- AUFGABE
Fasse im Text über autonome Waffen den Absatz, der mit „AI soll den damit bestückten“ beginnt, kürzer zusammen, ohne seine wichtigsten Aussagen wegzulassen.
──────── TEXTAUSZUG
Unter dem "computational regime" wird die Auflösung der Grenzen zwischen militärischer und ziviler Anwendung schnell schwinden, Waffen werden im Nu zu "Werkzeugen" werden, frei von jeder negativen Konnotation. Autonome Waffen migrieren aus dem "Feld" ins Alltagsleben und sind dort ununterscheidbar von gewaltfreier digitaler Hard- und Software.

AI soll den damit bestückten militärischen Vehikeln Autonomie verleihen. Landgängige, fliegende und tauchende Fahrzeuge, Roboter, Drohnen und U-Boote, sollen in naher Zukunft eigenständig Einsatz-Entscheidungen treffen: mit "künstlicher Intelligenz". Algorithmen - so der Name von Handlungsvorschriften, die einer Maschine in Computersprache sagen, was sie Schritt für Schritt tun soll - gelten den Befürwortern von autonomen technischen Systemen als sichere Lösung für das Problem einer effizienten Befehlsdurchführung, die keiner menschlichen Überwachung mehr bedarf.

Man einigt sich, wie bei der Auswahl einer Schallplatte in einer Musikbox, vorher darauf, welches Programm man hören möchte. Alles Weitere läuft dann "wie am Schnürchen" ab. Algorithmen sind zudem lernfähig:Ssie bauen Lösungen für Fehler automatisch in ihr Programm ein und führen so in gewissem Umfang ein "Eigenleben".

Das klingt alles sehr praktisch, sicher und human - scheinen doch Tod und Verletzung von Soldaten im Krieg durch "kybernetische Systeme" auf ein Minimum reduzierbar. Zudem steigt das Gefühl der Sicherheit, wenn man sich von "hoch intelligenten" Apparaten statt durch dumpfe Feuerwaffen schützen lässt.
────────────────
──────── EINTRÄGE IM DATENSATZ
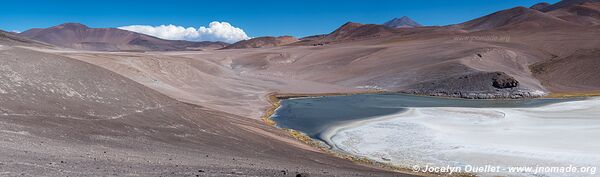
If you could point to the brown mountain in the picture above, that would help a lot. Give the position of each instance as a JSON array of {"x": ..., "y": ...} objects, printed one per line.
[
  {"x": 540, "y": 6},
  {"x": 567, "y": 3},
  {"x": 261, "y": 42},
  {"x": 78, "y": 36},
  {"x": 515, "y": 18},
  {"x": 353, "y": 31},
  {"x": 587, "y": 14}
]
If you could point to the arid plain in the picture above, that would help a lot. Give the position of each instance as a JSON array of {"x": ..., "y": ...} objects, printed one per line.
[{"x": 151, "y": 107}]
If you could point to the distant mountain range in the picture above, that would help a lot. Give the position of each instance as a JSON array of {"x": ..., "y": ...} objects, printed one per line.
[
  {"x": 79, "y": 36},
  {"x": 541, "y": 15},
  {"x": 260, "y": 42}
]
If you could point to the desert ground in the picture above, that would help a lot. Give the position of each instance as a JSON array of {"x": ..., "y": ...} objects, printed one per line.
[{"x": 68, "y": 110}]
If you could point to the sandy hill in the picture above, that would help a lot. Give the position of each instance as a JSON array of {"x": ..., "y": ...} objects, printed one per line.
[
  {"x": 260, "y": 42},
  {"x": 78, "y": 36},
  {"x": 403, "y": 22},
  {"x": 86, "y": 120}
]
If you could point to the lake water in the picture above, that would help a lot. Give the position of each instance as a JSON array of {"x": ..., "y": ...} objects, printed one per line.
[{"x": 408, "y": 131}]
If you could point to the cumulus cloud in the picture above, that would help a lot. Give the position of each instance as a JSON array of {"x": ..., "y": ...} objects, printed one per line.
[{"x": 216, "y": 31}]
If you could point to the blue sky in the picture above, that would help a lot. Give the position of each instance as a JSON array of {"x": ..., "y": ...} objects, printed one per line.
[{"x": 256, "y": 18}]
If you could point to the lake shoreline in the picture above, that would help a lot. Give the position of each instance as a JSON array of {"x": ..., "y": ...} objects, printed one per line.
[{"x": 275, "y": 103}]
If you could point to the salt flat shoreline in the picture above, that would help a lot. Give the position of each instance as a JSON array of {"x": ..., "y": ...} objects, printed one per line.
[{"x": 275, "y": 103}]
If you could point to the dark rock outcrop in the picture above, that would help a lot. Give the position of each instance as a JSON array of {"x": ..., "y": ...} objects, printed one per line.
[
  {"x": 403, "y": 22},
  {"x": 502, "y": 80}
]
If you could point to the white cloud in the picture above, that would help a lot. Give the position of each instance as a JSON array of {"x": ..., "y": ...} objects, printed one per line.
[{"x": 216, "y": 31}]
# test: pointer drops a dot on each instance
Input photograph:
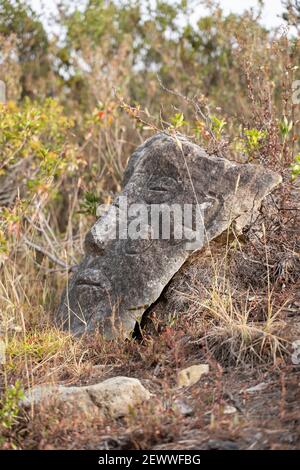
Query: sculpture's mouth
(91, 278)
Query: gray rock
(114, 397)
(118, 279)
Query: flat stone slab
(115, 397)
(128, 261)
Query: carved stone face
(121, 276)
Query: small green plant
(178, 121)
(253, 140)
(217, 126)
(296, 167)
(90, 203)
(9, 405)
(285, 127)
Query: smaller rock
(114, 397)
(183, 407)
(257, 388)
(229, 410)
(191, 375)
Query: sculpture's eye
(163, 184)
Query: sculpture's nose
(92, 245)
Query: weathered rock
(120, 277)
(114, 397)
(191, 375)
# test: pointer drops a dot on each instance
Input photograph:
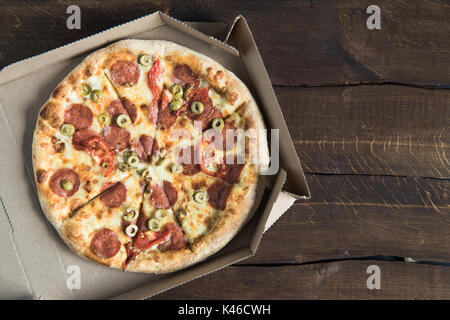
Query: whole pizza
(148, 156)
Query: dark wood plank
(327, 42)
(370, 129)
(358, 216)
(337, 280)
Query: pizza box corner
(37, 264)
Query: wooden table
(368, 111)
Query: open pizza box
(35, 263)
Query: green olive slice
(176, 168)
(96, 95)
(175, 105)
(131, 213)
(200, 196)
(67, 129)
(104, 119)
(132, 160)
(154, 225)
(197, 107)
(123, 120)
(85, 89)
(217, 124)
(131, 230)
(145, 60)
(177, 91)
(66, 185)
(160, 214)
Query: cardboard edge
(241, 24)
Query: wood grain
(356, 216)
(370, 129)
(327, 42)
(336, 280)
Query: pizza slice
(102, 229)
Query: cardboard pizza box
(36, 264)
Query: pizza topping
(177, 91)
(124, 73)
(85, 90)
(159, 198)
(104, 119)
(218, 194)
(184, 75)
(145, 60)
(200, 196)
(117, 138)
(176, 240)
(131, 213)
(96, 95)
(189, 166)
(154, 224)
(123, 120)
(79, 115)
(67, 129)
(206, 113)
(217, 124)
(81, 135)
(171, 192)
(105, 243)
(114, 196)
(153, 77)
(131, 109)
(176, 168)
(131, 230)
(147, 144)
(68, 178)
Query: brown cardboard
(41, 258)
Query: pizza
(148, 156)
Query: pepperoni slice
(176, 240)
(189, 166)
(209, 112)
(131, 109)
(159, 198)
(105, 243)
(171, 192)
(64, 174)
(79, 136)
(147, 144)
(79, 115)
(115, 108)
(218, 194)
(166, 116)
(184, 75)
(124, 72)
(114, 196)
(117, 138)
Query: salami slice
(176, 240)
(159, 198)
(116, 137)
(171, 192)
(64, 174)
(105, 243)
(81, 135)
(218, 194)
(184, 75)
(124, 73)
(189, 166)
(79, 115)
(147, 145)
(209, 112)
(114, 196)
(131, 109)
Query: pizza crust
(241, 204)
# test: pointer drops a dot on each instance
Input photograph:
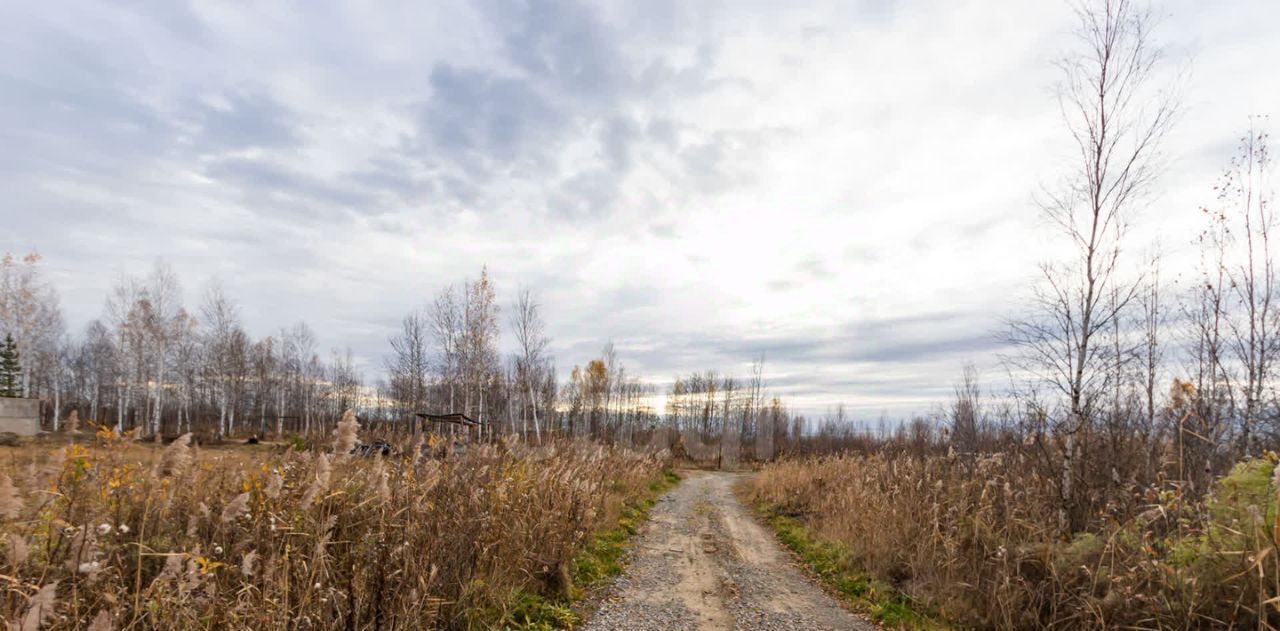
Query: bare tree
(1116, 124)
(1247, 207)
(531, 339)
(220, 324)
(410, 365)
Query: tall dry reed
(122, 535)
(978, 542)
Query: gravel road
(703, 563)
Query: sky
(845, 188)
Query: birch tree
(1115, 122)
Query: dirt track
(703, 563)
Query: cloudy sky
(845, 187)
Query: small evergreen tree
(10, 371)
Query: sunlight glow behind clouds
(845, 187)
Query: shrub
(225, 538)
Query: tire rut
(704, 565)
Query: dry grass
(122, 535)
(977, 543)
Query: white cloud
(844, 186)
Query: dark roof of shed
(456, 417)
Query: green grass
(599, 561)
(830, 563)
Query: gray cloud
(703, 183)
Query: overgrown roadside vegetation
(600, 559)
(830, 562)
(977, 543)
(115, 534)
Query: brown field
(114, 534)
(977, 542)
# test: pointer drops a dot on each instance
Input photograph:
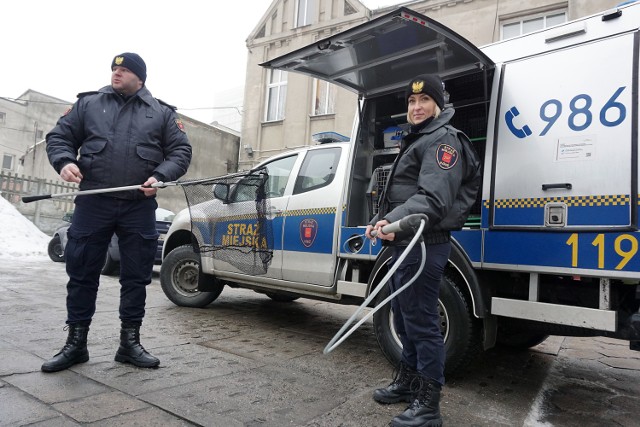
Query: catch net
(229, 220)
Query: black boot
(400, 388)
(131, 351)
(74, 351)
(424, 411)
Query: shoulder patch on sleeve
(180, 125)
(174, 108)
(83, 94)
(446, 156)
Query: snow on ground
(19, 237)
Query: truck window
(279, 172)
(318, 170)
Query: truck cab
(551, 244)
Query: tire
(281, 297)
(180, 276)
(111, 267)
(462, 331)
(518, 339)
(55, 250)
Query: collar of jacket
(144, 94)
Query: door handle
(561, 185)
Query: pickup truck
(551, 246)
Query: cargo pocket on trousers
(75, 250)
(148, 246)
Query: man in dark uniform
(436, 173)
(117, 136)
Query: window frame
(279, 87)
(329, 98)
(12, 160)
(522, 19)
(307, 17)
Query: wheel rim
(444, 324)
(185, 278)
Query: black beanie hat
(429, 84)
(133, 62)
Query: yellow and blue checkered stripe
(573, 201)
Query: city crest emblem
(308, 231)
(446, 156)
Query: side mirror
(221, 192)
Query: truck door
(565, 145)
(278, 193)
(310, 230)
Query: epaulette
(83, 94)
(174, 108)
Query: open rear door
(383, 54)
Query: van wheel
(180, 275)
(462, 331)
(111, 267)
(55, 250)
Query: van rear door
(382, 55)
(566, 155)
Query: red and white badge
(446, 156)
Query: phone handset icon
(522, 132)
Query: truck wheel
(56, 253)
(461, 330)
(111, 267)
(179, 274)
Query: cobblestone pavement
(249, 361)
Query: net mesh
(229, 220)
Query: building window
(529, 24)
(324, 95)
(304, 12)
(276, 95)
(7, 162)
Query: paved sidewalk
(249, 361)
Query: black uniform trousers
(95, 219)
(415, 310)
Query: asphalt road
(249, 361)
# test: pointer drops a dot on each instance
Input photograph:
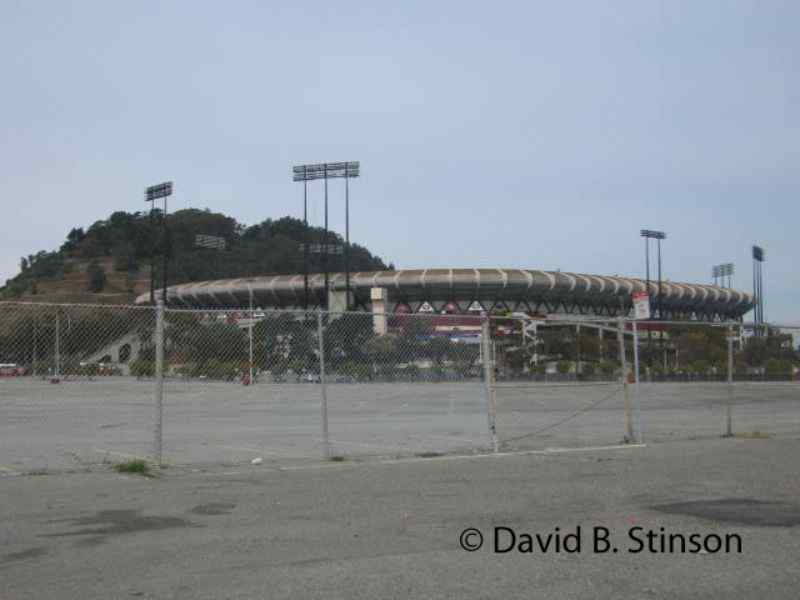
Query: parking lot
(78, 424)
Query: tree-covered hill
(126, 242)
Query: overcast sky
(515, 134)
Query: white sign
(426, 308)
(641, 305)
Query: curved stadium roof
(526, 290)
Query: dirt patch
(120, 522)
(741, 511)
(24, 555)
(215, 508)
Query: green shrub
(778, 369)
(143, 368)
(607, 367)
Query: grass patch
(135, 467)
(752, 435)
(428, 454)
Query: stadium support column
(625, 387)
(488, 380)
(729, 406)
(158, 340)
(378, 297)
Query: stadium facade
(464, 291)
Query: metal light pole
(306, 242)
(152, 193)
(325, 171)
(758, 288)
(152, 254)
(325, 240)
(649, 234)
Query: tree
(97, 277)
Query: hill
(110, 262)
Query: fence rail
(82, 383)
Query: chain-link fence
(71, 388)
(568, 384)
(87, 384)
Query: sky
(504, 134)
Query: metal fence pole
(636, 391)
(325, 439)
(729, 407)
(250, 338)
(57, 357)
(625, 387)
(159, 380)
(488, 377)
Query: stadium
(463, 291)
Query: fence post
(326, 448)
(625, 387)
(159, 380)
(729, 407)
(636, 390)
(488, 377)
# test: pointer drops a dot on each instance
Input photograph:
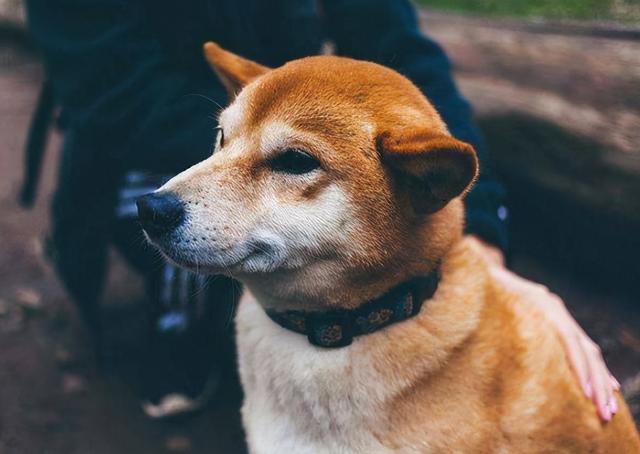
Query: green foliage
(577, 9)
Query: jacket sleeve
(388, 32)
(122, 94)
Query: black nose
(160, 212)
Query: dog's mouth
(249, 257)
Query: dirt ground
(52, 399)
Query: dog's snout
(160, 212)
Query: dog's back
(476, 371)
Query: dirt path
(51, 398)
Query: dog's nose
(160, 212)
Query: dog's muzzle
(160, 213)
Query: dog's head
(330, 177)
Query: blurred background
(556, 88)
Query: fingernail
(616, 383)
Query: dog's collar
(337, 328)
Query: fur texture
(475, 371)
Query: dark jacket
(136, 94)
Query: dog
(369, 323)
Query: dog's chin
(254, 263)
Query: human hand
(583, 354)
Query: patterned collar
(337, 328)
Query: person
(137, 99)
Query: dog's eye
(294, 161)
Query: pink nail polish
(588, 390)
(613, 405)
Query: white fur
(303, 399)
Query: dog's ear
(434, 168)
(234, 71)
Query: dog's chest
(301, 398)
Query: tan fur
(475, 371)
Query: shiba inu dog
(369, 323)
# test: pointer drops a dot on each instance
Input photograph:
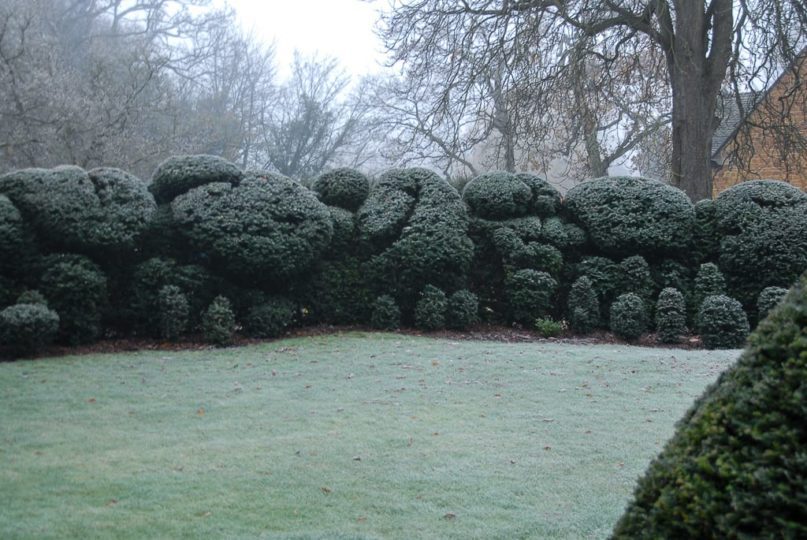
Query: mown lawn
(344, 436)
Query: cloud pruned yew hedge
(259, 231)
(632, 216)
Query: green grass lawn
(342, 436)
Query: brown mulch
(481, 332)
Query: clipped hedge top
(746, 203)
(345, 188)
(265, 230)
(498, 195)
(179, 174)
(735, 466)
(632, 215)
(70, 208)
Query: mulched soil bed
(481, 332)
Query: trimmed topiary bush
(462, 310)
(173, 314)
(258, 231)
(708, 282)
(386, 314)
(271, 318)
(671, 316)
(583, 308)
(180, 174)
(630, 216)
(27, 328)
(218, 322)
(635, 277)
(69, 208)
(735, 467)
(77, 290)
(498, 195)
(628, 318)
(414, 227)
(430, 311)
(546, 200)
(196, 283)
(548, 327)
(722, 323)
(767, 300)
(763, 228)
(345, 188)
(32, 297)
(530, 294)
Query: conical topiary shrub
(737, 465)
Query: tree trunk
(697, 58)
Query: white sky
(343, 29)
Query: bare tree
(313, 120)
(699, 40)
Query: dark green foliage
(462, 310)
(386, 314)
(605, 276)
(77, 290)
(530, 294)
(708, 282)
(173, 312)
(546, 199)
(768, 299)
(27, 328)
(32, 297)
(735, 467)
(149, 277)
(415, 225)
(12, 233)
(548, 327)
(722, 323)
(673, 274)
(763, 228)
(671, 315)
(180, 174)
(430, 311)
(635, 277)
(705, 237)
(498, 195)
(343, 240)
(105, 209)
(583, 308)
(270, 318)
(337, 293)
(628, 318)
(633, 216)
(345, 188)
(261, 231)
(218, 322)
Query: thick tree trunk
(697, 59)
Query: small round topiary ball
(722, 323)
(179, 174)
(628, 316)
(346, 188)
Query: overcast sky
(339, 28)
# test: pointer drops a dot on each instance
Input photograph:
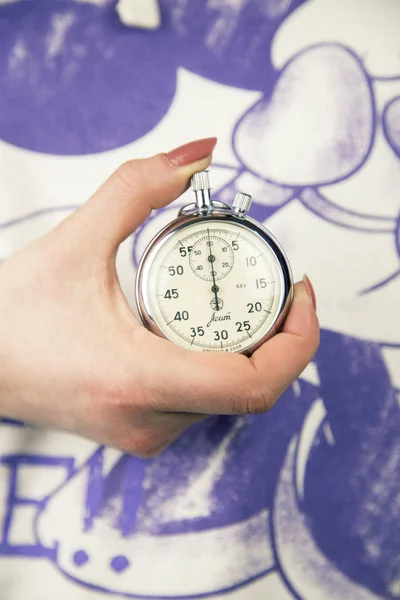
────────────────
- RICHTIGE LÖSUNG
KI soll militärische Fahrzeuge selbstständig machen. Fahrzeuge an Land, in der Luft und unter Wasser, also Roboter, Drohnen und U-Boote, sollen bald selbst über Einsätze entscheiden. Algorithmen sind Schritt-für-Schritt-Anweisungen in Computersprache. Wer autonome Systeme befürwortet, hält sie für einen sicheren Weg, Befehle effizient und ohne menschliche Überwachung auszuführen.